> _What to do_
Can you scale the entries from the line with "Might you point out the dark knit" to the line with "<point>222,525</point>", both included, by writing those lines out again with every coordinate in the answers multiplied by 1.9 and rounded to a whole number, halves rounding up? Copy the requests and their sample formats unchanged, and leave the pictures out.

*** Records provided ***

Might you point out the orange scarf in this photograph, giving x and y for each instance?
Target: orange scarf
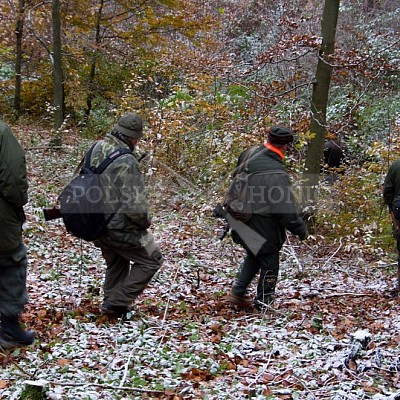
(274, 149)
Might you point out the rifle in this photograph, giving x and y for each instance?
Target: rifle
(253, 240)
(52, 213)
(396, 235)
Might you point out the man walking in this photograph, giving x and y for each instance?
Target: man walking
(130, 252)
(13, 260)
(272, 211)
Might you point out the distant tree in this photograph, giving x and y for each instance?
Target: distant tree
(57, 73)
(18, 57)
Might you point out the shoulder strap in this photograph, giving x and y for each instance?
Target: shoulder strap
(245, 162)
(107, 161)
(88, 156)
(110, 158)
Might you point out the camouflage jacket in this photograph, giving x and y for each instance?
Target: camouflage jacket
(13, 189)
(125, 196)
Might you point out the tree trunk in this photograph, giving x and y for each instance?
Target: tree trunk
(18, 58)
(92, 74)
(57, 75)
(319, 103)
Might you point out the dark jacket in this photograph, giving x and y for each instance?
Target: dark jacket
(275, 208)
(126, 194)
(13, 189)
(391, 186)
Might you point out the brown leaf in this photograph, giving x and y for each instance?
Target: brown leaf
(3, 384)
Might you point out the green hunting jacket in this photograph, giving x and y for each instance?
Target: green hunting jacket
(126, 196)
(274, 205)
(13, 189)
(391, 186)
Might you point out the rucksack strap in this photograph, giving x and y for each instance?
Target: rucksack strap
(107, 161)
(245, 162)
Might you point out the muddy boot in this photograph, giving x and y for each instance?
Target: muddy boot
(12, 334)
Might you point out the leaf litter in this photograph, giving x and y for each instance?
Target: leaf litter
(332, 332)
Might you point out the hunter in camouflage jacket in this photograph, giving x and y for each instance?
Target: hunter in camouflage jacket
(125, 194)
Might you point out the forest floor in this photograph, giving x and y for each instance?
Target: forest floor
(333, 331)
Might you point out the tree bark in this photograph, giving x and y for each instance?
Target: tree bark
(18, 58)
(57, 74)
(319, 104)
(92, 74)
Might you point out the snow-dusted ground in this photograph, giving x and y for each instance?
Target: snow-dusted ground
(332, 333)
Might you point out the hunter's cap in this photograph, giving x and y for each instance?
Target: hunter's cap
(130, 124)
(280, 135)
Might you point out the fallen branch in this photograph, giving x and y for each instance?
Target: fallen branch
(348, 294)
(105, 386)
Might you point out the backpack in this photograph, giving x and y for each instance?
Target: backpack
(82, 204)
(237, 200)
(396, 208)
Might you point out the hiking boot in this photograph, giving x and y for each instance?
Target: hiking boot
(115, 311)
(11, 333)
(240, 301)
(263, 305)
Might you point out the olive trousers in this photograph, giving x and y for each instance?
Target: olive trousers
(129, 271)
(13, 294)
(266, 263)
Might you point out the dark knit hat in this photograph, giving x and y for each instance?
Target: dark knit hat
(130, 124)
(280, 135)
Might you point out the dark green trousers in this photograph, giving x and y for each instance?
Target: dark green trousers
(13, 295)
(129, 271)
(266, 263)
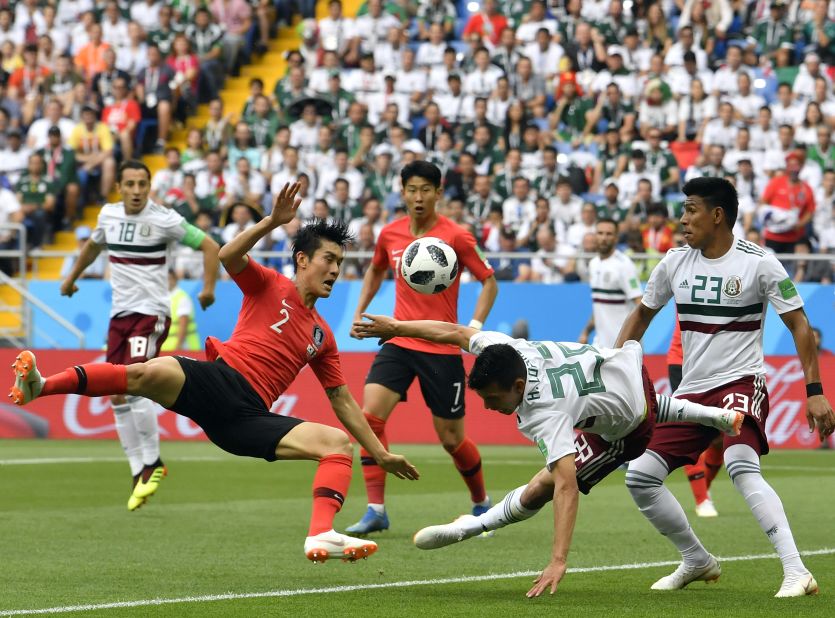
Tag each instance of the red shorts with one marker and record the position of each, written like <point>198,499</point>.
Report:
<point>682,443</point>
<point>596,457</point>
<point>136,337</point>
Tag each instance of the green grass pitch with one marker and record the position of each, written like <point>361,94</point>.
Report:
<point>222,525</point>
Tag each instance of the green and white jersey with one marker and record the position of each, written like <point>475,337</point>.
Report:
<point>614,284</point>
<point>721,306</point>
<point>573,386</point>
<point>138,247</point>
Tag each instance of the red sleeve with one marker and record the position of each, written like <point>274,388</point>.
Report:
<point>471,256</point>
<point>252,278</point>
<point>381,256</point>
<point>327,366</point>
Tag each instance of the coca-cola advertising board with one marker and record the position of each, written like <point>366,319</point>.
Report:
<point>74,416</point>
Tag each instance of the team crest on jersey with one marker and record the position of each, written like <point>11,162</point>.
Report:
<point>318,336</point>
<point>733,286</point>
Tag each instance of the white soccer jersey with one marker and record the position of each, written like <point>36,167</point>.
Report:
<point>614,284</point>
<point>721,307</point>
<point>573,386</point>
<point>138,248</point>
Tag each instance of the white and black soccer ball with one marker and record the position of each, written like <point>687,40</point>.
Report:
<point>429,265</point>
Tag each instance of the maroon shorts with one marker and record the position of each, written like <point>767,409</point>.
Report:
<point>596,457</point>
<point>682,443</point>
<point>136,337</point>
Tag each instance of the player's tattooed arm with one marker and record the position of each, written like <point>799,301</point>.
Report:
<point>348,412</point>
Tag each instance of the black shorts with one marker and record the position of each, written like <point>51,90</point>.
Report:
<point>441,376</point>
<point>228,409</point>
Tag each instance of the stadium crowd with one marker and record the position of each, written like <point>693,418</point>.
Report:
<point>543,117</point>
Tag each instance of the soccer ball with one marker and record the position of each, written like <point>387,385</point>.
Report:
<point>429,265</point>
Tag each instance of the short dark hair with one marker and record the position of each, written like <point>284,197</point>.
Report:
<point>310,237</point>
<point>716,193</point>
<point>132,164</point>
<point>421,169</point>
<point>498,364</point>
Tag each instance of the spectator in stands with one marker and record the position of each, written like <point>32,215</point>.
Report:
<point>103,80</point>
<point>153,88</point>
<point>123,117</point>
<point>509,268</point>
<point>787,206</point>
<point>61,174</point>
<point>97,270</point>
<point>554,263</point>
<point>207,42</point>
<point>36,197</point>
<point>93,145</point>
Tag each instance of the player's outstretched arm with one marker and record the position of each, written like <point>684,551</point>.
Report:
<point>211,261</point>
<point>233,254</point>
<point>89,252</point>
<point>636,324</point>
<point>348,411</point>
<point>819,412</point>
<point>566,499</point>
<point>385,328</point>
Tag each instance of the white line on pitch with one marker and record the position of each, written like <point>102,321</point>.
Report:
<point>232,596</point>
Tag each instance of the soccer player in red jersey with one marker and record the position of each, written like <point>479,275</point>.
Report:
<point>438,367</point>
<point>229,396</point>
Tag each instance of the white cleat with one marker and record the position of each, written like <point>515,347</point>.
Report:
<point>706,509</point>
<point>729,422</point>
<point>686,574</point>
<point>435,537</point>
<point>798,586</point>
<point>332,544</point>
<point>28,381</point>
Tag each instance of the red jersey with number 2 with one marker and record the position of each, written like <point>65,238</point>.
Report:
<point>411,305</point>
<point>276,336</point>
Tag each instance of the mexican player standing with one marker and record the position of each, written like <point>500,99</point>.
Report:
<point>614,287</point>
<point>277,334</point>
<point>722,285</point>
<point>137,234</point>
<point>438,367</point>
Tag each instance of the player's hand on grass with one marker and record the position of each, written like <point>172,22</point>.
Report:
<point>549,578</point>
<point>285,204</point>
<point>399,466</point>
<point>819,414</point>
<point>381,326</point>
<point>68,287</point>
<point>206,299</point>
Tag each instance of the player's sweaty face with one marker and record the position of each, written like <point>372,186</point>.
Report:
<point>420,196</point>
<point>134,186</point>
<point>501,400</point>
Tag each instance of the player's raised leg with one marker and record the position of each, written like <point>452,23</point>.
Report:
<point>332,449</point>
<point>520,504</point>
<point>645,481</point>
<point>379,401</point>
<point>743,464</point>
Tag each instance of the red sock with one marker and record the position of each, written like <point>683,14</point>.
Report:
<point>330,486</point>
<point>696,476</point>
<point>93,380</point>
<point>468,461</point>
<point>374,475</point>
<point>713,462</point>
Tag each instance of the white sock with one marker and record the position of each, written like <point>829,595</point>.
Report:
<point>743,466</point>
<point>645,480</point>
<point>672,410</point>
<point>128,436</point>
<point>147,426</point>
<point>508,511</point>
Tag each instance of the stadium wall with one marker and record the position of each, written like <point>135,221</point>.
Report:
<point>73,416</point>
<point>554,312</point>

***

> _Task solution_
Might you point out the dark knit hat in this photograph, giving x and y for each instance?
Target: dark knit hat
(247, 236)
(532, 257)
Might you point out the dark green trousers in this photograph, giving x and y for each instance?
Target: dark green trousers
(25, 561)
(245, 515)
(505, 500)
Tag each instance of the red shorts with one marker and record the position of each, written like <point>198,499</point>.
Report:
<point>1296,842</point>
<point>1132,868</point>
<point>258,640</point>
Tag each instance of the green grass pitch with one marker and record the position of each, written like <point>361,94</point>.
Report:
<point>422,998</point>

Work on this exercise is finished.